**** Provided text

Category: STAR (Space, Telecommunications & Radioscience)

Research persons: Sergey Mashchenko

Location: McMaster University, Canada

Details

Hamilton, ON. November 29, 2007 – Researchers using supercomputer simulations have exposed a very violent and critical relationship between interstellar gas and dark matter when galaxies are born – one that has been largely ignored by the current model of how the universe evolved.

The findings, published today in Science, solve a longstanding problem of the widely accepted model – Cold Dark Matter cosmology – which suggests there is much more dark matter in the central regions of galaxies than actual scientific observations suggest.

“This standard model has been hugely successful on the largest of scales—those above a few million light-years—but suffers from several persistent difficulties in predicting the internal properties of galaxies,” says Sergey Mashchenko, research associate in the Department of Physics & Astronomy at McMaster University. “One of the most troublesome issues concerns the mysterious dark matter that dominates the mass of most galaxies.”

Supercomputer cosmological simulations prove that indeed, this problem can be resolved. Researchers modeled the formation of a dwarf galaxy to illustrate the very violent processes galaxies suffer at their births, a process in which dense gas clouds in the galaxy form massive stars, which, at the ends of their lives, blow up as supernovae.

“These huge explosions push the interstellar gas clouds back and forth in the centre of the galaxy,” says Mashchenko, the lead author of the study. “Our high-resolution model did extremely accurate simulations, showing that this ‘sloshing’ effect – similar to water in a bathtub— kicks most of the dark matter out of the centre of the galaxy.”

Cosmologists have largely discounted the role interstellar gas has played in the formation of galaxies and this new research, says Mashchenko, will force scientists to think in new terms and could lead to a better understanding of dark matter.

The simulations reported in the research paper were carried out on the Shared Hierarchical Academic Research Computing Network (SHARCNET).

In figure, It is a picture of a dwarf galaxy forming one billion years after the Big Bang. The background image shows the large-scale cosmic context (the panel is approximately 100,000 light years across); the inset shows the central 2,000 light years of the dwarf galaxy where powerful feedback from newly born star clusters drives bulk motions in the gas. Stars are shown in yellow; colours from violet to blue to green to white correspond to gas of increasing density.

********

-- Exercise tasks --
1 – According to the dark matter article, on which computing network were the reported simulations carried out?
2 – Please copy the dark matter article word for word from "In figure, It" to "of increasing density.".

**** Record extracts

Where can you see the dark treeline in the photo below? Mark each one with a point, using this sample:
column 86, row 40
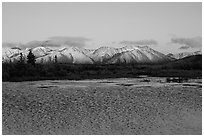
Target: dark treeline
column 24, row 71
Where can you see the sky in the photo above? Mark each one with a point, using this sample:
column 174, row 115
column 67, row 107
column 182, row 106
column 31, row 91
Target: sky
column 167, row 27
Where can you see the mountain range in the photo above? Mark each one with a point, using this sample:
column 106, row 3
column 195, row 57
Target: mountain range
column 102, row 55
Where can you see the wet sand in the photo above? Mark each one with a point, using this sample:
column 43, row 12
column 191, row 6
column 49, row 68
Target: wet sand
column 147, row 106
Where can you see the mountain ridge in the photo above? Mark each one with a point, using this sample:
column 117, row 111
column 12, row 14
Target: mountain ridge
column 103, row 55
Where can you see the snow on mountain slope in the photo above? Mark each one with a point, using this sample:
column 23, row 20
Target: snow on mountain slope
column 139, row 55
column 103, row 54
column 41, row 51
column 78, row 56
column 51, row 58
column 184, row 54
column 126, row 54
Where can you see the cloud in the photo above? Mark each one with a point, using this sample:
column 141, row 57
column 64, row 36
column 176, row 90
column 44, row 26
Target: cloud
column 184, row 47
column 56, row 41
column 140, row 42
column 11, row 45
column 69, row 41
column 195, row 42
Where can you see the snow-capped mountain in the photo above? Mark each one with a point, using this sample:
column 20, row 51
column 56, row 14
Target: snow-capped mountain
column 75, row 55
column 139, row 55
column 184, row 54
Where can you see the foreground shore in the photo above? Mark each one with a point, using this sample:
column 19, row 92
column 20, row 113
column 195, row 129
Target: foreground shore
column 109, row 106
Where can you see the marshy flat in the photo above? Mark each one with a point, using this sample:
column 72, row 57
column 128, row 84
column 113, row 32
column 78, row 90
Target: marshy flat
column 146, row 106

********

-- Outputs by task --
1 – The Shared Hierarchical Academic Research Computing Network (SHARCNET).

2 –
In figure, It is a picture of a dwarf galaxy forming one billion years after the Big Bang. The background image shows the large-scale cosmic context (the panel is approximately 100,000 light years across); the inset shows the central 2,000 light years of the dwarf galaxy where powerful feedback from newly born star clusters drives bulk motions in the gas. Stars are shown in yellow; colours from violet to blue to green to white correspond to gas of increasing density.